● PROVIDED PASSAGE
Paris, Royal Printing, 1845.

The Laws of 18 and 19 July 1845, commonly known as Mackau Law (French: Lois Mackau) are a set of laws which paved the way towards the abolition of slavery in France. They were instigated by Ange de Mackau, then Minister of the Navy and of Colonies. Effective abolition was enacted with the Decree abolishing Slavery of 27 April 1848.

== Text ==
The Mackau laws constituted the last wave of legislation to enhance the status of slaves in France before outright abolition. They mandated a minimal duration for education of slaves, made it illegal to inflict over 15 lashes without a court order, and married slaves belonging to different masters obtained a right to family reunification.

In July 1846, Louis Philippe I abolished slavery in the Royal domains of Martinique, Guadeloupe, and the newly purchased Mayotte. However, François Guizot stalled further progress.

● TASK REQUIREMENTS
a) In the passage on the Mackau laws, shorten the paragraph beginning "The Mackau laws constituted the last wave" into a brief list that keeps its main facts.
b) Answer these from the passage on the Mackau laws:
(i) Which office did Ange de Mackau hold at the time?
(ii) How many lashes could be inflicted at most without a court order?
(iii) Who stalled further progress after July 1846?
c) Resume the passage on the Mackau laws after its final sentence.
The entries have nothing to do with this.

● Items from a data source

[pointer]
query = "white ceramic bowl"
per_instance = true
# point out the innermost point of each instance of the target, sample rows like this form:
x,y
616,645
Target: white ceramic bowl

● RESPONSES BY TASK
a)
- Last wave of legislation improving slaves' status in France before outright abolition
- Set a minimum duration for slaves' education
- Banned more than 15 lashes without a court order
- Gave married slaves with different masters a right to family reunification

b)
(i) Minister of the Navy and of Colonies
(ii) 15
(iii) François Guizot

c)
== Implementation ==
Previous dispositions had been implemented with various degrees of good faith in the colonies, a point of recrimination for abolitionists. For instance, the mayors of towns where new schools were opened instituted a student selection procedures obviously intended to exclude slaves. Alexandre Auguste Ledru-Rollin and Agénor de Gasparin, notably, opposed the new Mackau laws on the ground that further legislation, adding to a pile of laws that were not effectively implemented, were useless.